Hmm... That's diff from the formula they say...

like how did they get the answers to the question I posted above?

Construct that delightful matrix. I get [3/7,-2/3]^T
Find \(A^{t}\cdot A\), first.

The one I posted, or their example?

I didn't look at the piosted example. Let's go with your original problem statement.

kk

so we have \[\left[\begin{matrix}2 & -2 \\ 1 & 1 \\ 3 & 1\end{matrix}\right]\]

That's "A".

yup now to find A^t

Which we hope is trivial, except for the type-setting. :-)

A^T should be \[\left[\begin{matrix}2 & 1 & 3 \\ -2 & 1 & 1 \end{matrix}\right]\]

Multiply away and you will be pleasantly surprised at the result.

\[\left[\begin{matrix}14 & 0 \\ 0 & 6\end{matrix}\right]\] is what I got.

Perfect. Now the inverse of that.

The book doesn't do that but okay.

Positive and Diagonal - Definitely NonSingular!

\[\left[\begin{matrix}6 & 0 \\ 0 & 14 \end{matrix}\right]\]

Close! Divide by 84.

I forgot the 1/(ad- bc)

Remember that \(A\cdot A^{-1} = I\)

Yes, that's all you left off. Good work.

1/(16 * 4) - (0 * 0)

= 1/64

84

woop sI did 4 not 6 :p

and 16 not 14 lol...

yeah 1/84

so we don't have to take the inverse, do we?

ahahah Yes, \(16*4 \ne 14*6\)

You did already find the inverse. It is 1/84 times the 6,14 diagonal matrix.

yeah but since the book doesn't, do we have to?

hmmm... Konfused... but if you say so ;P.

You started with Ax = b
We added the transpose: \(A^{t}\cdot A\cdot x = A^{t}\cdot b\)

mhm.

\[\left[\begin{matrix}\frac{1}{14} & 0 \\ 0 & \frac{1}{6}\end{matrix}\right]\]

seems like we are just adding it in :P

shall I solve for A^T B?

and solving the first portion yeilds the identity matrix.

I think I'm understanding where this is going... Instead of having to row reduce....

lke a billion times easier :P

I think I've been doing it the hard way :p

\[\left(\begin{matrix}6 \\ -4\end{matrix}\right)\]

A^Tb

that * the inverse = \[\left(\begin{matrix}\frac{3}{7} \\ \frac{-2}{3}\end{matrix}\right)\]

so x1 = 3/7 and x2 = -2/3???

or am I supposed to solve for that now?!

That's it.

This book really SUCKS..... Sometimes it's okay....

Well, good luck with THAT (the book and author, that is)! (laughing)

──────────

▶ **YOUR TASK**
Please list each 2×2 matrix that the forum thread writes out in brackets, giving its rows in order.

[Excerpts from point annotation data]

──────────

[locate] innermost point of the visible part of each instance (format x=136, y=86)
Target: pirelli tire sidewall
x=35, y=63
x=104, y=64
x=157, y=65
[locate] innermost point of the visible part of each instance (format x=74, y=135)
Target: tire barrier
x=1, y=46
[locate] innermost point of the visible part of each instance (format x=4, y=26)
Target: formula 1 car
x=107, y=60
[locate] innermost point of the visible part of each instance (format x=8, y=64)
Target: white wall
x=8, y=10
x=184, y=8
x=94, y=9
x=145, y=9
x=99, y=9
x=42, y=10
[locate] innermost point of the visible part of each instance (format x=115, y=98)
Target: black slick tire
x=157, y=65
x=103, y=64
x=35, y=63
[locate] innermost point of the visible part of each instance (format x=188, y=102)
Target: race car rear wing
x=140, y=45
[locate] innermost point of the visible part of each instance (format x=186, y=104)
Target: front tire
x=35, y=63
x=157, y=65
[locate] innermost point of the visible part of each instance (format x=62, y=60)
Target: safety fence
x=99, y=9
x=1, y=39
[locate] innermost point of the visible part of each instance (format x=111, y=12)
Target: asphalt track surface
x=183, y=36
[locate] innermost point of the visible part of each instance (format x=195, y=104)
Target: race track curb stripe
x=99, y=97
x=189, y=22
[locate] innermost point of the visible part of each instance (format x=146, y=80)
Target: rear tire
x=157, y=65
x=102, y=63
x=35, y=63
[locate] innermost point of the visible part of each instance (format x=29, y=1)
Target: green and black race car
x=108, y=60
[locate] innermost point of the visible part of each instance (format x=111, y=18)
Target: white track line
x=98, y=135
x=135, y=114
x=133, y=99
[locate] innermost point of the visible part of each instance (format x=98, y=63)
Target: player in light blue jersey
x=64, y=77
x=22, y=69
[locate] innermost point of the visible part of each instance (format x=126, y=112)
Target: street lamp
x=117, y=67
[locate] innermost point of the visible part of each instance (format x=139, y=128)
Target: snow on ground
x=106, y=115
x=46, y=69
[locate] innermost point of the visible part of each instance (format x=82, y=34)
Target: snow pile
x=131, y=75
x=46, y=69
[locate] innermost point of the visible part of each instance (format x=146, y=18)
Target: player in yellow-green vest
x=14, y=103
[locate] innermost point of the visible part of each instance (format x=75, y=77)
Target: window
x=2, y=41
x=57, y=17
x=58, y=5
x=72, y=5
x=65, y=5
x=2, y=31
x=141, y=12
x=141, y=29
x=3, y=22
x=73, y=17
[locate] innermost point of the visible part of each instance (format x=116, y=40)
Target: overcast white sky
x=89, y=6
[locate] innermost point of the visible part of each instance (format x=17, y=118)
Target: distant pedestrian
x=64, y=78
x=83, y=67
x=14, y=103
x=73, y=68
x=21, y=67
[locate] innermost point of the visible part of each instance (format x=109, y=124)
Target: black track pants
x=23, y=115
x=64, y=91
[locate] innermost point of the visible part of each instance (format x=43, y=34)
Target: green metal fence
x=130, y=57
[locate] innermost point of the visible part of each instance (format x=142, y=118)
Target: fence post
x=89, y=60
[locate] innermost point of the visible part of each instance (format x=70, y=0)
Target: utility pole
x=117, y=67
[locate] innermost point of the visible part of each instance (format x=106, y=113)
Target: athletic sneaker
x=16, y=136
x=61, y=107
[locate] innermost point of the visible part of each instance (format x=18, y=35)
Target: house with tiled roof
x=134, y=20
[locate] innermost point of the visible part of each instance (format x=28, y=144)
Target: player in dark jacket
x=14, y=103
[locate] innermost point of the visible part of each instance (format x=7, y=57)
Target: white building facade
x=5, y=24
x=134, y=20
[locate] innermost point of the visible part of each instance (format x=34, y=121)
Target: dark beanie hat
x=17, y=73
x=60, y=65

──────────

▶ **SOLUTION TO THIS PROBLEM**
1. Rows (14, 0) and (0, 6)
2. Rows (6, 0) and (0, 14)
3. Rows (1/14, 0) and (0, 1/6)